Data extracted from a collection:

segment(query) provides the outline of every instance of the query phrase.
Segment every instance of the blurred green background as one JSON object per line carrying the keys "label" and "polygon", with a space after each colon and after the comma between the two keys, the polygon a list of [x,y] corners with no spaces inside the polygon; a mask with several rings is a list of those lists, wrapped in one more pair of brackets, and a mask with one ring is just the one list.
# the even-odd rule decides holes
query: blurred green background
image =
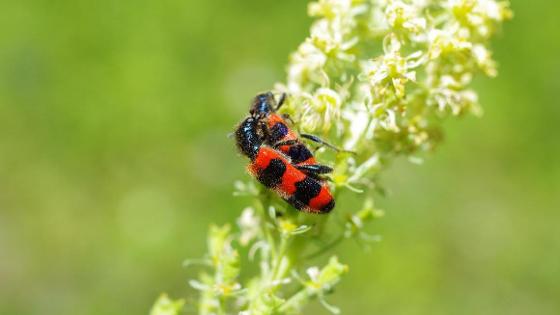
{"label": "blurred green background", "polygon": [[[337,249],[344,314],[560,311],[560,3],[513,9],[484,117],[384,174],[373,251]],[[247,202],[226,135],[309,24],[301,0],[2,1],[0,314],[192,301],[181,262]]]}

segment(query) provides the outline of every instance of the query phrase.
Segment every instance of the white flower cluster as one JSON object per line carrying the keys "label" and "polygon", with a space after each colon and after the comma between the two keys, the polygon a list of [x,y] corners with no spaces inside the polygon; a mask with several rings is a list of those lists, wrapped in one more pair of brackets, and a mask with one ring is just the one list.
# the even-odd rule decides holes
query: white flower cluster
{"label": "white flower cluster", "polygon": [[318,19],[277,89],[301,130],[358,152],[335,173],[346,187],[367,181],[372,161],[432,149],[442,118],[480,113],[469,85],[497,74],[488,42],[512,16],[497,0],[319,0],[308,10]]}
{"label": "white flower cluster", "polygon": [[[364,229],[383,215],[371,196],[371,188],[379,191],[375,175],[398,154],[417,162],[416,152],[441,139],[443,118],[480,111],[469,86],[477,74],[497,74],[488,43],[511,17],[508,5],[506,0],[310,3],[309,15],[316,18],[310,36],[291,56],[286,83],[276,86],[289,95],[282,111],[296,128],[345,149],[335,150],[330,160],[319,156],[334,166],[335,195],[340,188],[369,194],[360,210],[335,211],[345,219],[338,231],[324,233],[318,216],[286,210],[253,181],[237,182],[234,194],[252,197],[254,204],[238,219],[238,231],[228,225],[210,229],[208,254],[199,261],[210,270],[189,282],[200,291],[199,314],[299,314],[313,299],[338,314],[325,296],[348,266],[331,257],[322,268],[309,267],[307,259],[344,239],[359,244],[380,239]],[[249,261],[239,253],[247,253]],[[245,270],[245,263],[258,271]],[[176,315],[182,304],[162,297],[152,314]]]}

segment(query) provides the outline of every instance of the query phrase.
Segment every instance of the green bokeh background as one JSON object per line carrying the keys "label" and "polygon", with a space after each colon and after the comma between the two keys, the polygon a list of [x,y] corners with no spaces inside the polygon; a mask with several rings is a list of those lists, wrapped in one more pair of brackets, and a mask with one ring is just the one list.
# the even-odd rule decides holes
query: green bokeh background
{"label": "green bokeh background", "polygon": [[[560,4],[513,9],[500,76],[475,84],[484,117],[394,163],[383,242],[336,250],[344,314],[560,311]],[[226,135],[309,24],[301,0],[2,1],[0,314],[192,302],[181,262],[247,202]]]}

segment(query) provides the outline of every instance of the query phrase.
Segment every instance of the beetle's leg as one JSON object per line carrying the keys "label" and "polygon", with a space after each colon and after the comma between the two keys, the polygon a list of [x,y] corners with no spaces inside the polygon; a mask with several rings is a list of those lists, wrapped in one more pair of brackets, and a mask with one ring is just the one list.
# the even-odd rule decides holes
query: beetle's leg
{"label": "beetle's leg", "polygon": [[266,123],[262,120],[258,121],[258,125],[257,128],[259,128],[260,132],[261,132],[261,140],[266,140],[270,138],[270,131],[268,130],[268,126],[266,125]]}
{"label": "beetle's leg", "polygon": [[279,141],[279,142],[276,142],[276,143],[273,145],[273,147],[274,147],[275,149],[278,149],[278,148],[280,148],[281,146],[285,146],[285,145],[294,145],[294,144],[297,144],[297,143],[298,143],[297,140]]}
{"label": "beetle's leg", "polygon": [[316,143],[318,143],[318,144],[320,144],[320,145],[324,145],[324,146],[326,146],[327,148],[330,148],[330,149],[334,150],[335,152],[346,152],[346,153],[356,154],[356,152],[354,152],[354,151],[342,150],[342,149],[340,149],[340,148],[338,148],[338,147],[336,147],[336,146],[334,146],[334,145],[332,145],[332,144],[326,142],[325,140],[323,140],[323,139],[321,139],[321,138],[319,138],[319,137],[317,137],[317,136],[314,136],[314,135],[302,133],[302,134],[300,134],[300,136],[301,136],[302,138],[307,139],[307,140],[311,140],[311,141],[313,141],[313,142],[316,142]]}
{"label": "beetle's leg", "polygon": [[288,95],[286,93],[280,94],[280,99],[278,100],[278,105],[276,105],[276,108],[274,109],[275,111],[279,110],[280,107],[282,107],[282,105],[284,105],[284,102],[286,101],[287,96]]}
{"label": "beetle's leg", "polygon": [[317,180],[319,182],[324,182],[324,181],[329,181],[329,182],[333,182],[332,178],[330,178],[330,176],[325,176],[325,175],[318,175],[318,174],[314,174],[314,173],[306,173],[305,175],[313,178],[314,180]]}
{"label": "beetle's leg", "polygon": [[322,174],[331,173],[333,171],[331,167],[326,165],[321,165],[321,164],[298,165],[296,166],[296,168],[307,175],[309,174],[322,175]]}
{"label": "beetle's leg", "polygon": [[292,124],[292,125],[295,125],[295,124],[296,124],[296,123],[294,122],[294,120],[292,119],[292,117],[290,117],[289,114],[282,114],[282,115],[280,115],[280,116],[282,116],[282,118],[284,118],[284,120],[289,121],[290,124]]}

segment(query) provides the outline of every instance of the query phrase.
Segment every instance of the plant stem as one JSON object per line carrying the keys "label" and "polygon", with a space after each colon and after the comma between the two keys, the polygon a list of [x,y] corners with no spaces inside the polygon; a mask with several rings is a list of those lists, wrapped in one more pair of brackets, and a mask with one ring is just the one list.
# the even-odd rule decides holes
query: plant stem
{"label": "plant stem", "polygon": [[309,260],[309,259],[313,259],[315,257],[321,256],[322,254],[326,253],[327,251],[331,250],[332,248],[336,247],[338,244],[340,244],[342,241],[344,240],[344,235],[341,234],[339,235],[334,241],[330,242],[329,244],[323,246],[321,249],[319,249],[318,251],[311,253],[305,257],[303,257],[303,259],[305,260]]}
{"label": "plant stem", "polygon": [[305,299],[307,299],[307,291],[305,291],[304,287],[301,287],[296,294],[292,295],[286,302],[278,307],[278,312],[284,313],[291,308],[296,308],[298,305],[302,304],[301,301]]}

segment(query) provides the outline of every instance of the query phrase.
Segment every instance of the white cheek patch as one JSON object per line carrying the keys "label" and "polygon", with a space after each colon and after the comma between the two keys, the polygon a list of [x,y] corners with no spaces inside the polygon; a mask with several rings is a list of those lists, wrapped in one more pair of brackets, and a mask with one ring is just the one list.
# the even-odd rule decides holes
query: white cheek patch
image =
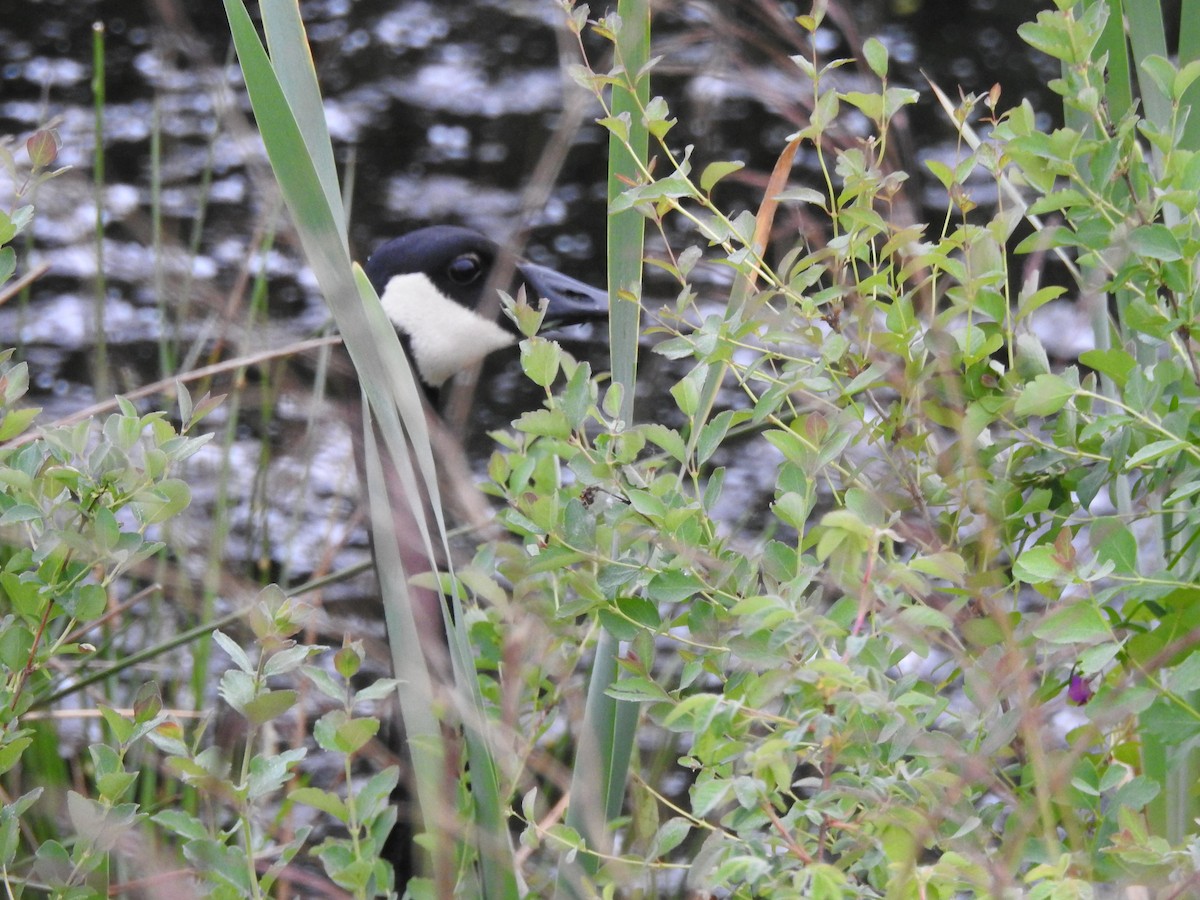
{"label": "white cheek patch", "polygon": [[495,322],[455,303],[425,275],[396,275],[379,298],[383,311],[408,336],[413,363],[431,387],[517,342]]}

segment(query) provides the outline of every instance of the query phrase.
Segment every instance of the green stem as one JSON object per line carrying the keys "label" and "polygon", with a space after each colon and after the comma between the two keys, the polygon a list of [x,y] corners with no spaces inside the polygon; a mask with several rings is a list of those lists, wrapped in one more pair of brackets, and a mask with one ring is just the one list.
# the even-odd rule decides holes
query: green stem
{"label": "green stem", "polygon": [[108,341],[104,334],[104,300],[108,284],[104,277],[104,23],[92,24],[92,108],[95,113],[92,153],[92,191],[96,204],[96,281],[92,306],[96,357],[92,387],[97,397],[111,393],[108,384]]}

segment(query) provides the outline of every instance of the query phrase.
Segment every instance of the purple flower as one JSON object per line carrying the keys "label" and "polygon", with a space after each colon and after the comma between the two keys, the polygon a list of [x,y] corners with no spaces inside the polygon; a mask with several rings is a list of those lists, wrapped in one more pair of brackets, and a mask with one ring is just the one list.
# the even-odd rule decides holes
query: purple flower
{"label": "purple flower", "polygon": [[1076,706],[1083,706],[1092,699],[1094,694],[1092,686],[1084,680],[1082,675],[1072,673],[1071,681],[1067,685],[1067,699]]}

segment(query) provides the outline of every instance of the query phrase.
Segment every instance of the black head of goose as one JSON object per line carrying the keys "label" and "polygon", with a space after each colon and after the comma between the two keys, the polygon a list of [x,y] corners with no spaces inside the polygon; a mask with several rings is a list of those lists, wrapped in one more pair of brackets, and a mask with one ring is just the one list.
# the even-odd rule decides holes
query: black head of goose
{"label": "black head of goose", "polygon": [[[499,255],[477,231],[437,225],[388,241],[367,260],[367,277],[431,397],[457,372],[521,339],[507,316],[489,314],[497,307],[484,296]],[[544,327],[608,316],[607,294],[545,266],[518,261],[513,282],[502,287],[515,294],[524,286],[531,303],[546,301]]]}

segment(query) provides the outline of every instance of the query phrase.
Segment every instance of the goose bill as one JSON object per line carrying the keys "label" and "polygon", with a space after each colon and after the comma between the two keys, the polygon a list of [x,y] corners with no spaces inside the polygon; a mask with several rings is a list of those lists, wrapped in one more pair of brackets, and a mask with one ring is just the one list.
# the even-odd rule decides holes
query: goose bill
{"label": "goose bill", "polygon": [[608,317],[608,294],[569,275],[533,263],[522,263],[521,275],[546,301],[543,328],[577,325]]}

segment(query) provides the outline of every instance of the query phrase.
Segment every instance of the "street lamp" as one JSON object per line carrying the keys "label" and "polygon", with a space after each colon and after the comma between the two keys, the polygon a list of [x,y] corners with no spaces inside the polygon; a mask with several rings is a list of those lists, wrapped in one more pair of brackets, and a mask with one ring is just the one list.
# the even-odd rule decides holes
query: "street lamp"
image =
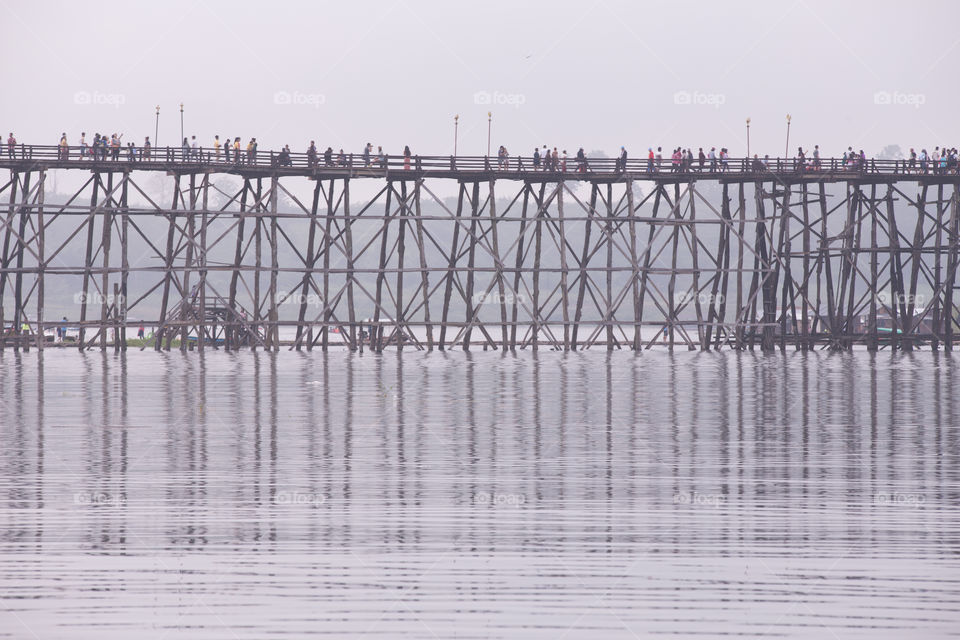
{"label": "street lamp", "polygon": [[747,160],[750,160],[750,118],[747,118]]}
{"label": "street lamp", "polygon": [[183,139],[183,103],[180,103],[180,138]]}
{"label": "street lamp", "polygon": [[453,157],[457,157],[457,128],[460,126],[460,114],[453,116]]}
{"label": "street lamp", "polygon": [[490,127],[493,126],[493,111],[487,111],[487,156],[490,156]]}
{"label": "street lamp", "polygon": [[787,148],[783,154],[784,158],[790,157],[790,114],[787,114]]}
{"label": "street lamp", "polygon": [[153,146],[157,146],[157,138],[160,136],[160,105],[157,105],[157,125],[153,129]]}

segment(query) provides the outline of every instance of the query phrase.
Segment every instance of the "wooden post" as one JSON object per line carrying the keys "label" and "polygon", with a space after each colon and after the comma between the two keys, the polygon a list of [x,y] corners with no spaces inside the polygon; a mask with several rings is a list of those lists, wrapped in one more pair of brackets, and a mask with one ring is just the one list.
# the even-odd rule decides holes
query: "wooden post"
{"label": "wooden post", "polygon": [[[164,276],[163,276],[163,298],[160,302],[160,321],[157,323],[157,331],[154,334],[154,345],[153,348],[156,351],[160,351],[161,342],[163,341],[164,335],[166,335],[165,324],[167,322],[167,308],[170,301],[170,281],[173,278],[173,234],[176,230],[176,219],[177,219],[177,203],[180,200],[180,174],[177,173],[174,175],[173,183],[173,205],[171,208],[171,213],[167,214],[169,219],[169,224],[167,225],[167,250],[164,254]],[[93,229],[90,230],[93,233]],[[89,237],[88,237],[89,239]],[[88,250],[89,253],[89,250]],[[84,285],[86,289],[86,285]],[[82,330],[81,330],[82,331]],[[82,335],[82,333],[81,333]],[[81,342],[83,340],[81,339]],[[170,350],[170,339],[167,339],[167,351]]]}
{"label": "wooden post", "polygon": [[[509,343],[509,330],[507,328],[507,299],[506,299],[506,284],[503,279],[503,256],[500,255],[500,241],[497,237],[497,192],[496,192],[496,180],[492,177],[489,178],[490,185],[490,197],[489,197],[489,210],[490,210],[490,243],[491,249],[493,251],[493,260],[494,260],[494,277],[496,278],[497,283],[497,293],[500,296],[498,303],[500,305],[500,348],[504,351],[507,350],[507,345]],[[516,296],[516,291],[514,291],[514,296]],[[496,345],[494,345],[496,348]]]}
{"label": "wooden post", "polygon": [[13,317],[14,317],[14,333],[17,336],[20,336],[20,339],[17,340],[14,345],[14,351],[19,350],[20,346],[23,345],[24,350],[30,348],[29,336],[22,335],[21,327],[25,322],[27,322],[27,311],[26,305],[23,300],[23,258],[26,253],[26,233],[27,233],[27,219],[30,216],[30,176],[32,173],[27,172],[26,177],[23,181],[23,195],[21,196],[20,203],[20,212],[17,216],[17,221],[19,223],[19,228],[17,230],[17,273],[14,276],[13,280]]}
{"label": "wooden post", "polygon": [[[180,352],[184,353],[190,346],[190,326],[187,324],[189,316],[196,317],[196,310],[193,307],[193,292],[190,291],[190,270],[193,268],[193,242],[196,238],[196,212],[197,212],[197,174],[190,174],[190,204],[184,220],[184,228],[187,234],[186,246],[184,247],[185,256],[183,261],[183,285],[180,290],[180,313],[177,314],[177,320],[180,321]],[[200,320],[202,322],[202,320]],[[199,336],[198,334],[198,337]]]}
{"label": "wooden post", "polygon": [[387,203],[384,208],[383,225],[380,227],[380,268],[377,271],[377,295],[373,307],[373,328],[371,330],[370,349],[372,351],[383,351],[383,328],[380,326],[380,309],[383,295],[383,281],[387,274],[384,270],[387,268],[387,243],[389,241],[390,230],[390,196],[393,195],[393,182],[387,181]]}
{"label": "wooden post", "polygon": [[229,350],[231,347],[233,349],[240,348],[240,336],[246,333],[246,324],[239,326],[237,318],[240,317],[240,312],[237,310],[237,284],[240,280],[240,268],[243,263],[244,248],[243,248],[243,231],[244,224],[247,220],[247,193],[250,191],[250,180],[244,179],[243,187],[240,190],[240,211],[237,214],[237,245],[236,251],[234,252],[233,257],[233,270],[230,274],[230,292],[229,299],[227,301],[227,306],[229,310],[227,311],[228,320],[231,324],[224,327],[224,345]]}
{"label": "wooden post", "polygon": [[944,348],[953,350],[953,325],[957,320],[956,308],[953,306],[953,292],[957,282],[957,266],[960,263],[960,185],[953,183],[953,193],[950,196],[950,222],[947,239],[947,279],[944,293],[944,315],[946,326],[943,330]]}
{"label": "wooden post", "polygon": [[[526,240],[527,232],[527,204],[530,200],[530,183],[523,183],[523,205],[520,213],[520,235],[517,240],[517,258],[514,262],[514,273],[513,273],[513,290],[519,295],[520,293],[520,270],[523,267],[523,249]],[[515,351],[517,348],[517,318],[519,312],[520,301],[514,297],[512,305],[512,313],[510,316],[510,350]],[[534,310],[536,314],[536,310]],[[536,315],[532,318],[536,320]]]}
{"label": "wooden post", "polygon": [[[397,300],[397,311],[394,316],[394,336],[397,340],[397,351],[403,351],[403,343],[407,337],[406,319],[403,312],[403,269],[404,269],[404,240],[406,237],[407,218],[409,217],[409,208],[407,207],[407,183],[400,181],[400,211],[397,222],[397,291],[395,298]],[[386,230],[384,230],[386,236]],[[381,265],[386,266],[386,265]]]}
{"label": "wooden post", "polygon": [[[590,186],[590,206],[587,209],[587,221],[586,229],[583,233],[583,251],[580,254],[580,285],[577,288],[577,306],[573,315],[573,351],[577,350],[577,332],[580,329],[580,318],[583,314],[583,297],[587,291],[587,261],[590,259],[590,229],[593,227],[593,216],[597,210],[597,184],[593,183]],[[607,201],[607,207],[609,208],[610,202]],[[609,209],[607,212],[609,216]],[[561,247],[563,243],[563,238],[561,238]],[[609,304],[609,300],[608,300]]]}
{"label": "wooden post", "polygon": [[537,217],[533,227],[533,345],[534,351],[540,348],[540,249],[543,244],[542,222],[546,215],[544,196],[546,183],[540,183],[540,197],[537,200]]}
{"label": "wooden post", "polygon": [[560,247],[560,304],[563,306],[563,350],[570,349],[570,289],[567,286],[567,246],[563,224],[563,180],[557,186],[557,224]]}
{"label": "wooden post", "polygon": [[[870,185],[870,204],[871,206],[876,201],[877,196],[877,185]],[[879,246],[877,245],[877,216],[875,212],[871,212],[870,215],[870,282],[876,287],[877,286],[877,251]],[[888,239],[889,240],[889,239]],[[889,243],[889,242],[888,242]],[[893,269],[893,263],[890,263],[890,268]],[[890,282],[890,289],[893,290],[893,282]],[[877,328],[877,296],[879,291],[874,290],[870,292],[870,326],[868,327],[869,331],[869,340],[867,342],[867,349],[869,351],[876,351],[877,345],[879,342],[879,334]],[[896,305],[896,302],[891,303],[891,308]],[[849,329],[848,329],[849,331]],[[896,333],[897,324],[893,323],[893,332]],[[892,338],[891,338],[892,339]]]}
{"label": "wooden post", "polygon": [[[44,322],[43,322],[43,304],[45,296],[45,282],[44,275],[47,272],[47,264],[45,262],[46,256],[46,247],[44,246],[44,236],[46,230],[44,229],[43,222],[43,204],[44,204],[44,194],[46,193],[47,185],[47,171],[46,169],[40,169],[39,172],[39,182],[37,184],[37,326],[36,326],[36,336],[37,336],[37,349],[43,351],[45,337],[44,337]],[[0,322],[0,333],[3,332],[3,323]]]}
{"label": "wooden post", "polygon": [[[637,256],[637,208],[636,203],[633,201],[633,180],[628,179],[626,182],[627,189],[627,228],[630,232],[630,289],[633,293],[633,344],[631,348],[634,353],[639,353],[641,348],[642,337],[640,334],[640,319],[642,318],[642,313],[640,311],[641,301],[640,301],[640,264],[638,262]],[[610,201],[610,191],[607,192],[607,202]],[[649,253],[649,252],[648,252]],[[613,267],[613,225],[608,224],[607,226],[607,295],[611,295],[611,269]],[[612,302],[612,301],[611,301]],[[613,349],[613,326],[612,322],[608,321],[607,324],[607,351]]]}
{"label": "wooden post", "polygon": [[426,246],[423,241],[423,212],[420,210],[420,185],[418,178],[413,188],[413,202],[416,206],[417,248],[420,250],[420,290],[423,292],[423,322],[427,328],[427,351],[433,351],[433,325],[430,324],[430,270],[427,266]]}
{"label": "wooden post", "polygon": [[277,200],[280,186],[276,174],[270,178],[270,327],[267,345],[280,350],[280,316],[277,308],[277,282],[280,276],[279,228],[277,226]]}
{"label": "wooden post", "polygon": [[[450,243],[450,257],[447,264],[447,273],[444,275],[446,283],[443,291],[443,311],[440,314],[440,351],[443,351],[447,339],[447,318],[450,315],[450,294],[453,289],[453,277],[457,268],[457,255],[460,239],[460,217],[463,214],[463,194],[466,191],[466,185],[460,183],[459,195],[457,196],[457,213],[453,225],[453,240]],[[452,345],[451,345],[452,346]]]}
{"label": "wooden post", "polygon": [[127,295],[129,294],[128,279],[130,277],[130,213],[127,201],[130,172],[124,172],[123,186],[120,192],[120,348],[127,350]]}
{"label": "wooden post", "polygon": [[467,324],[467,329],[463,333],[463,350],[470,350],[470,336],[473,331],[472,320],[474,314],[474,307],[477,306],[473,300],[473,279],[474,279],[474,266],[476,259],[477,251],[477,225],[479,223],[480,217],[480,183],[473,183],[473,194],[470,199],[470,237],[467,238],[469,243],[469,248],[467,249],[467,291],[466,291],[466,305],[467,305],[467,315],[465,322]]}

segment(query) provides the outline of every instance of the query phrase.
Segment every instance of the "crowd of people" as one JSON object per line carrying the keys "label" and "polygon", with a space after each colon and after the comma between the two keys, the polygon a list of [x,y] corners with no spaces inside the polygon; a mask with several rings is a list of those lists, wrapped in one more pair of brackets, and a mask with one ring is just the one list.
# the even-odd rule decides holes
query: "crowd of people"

# TRY IT
Read through the entries and copy each line in which "people" appears.

# TASK SOLUTION
Segment every instance of the "crowd of people" as one JSON object per line carrying the keys "label" and "polygon", with a space after each colon and after the comma between the two keys, the polygon a list of [x,y] corners with no spaces inside the polygon; a mask with several rings is a list of those lists, wrapped in one more pair of brackets, and a mask with one ring is just the one list.
query: "crowd of people"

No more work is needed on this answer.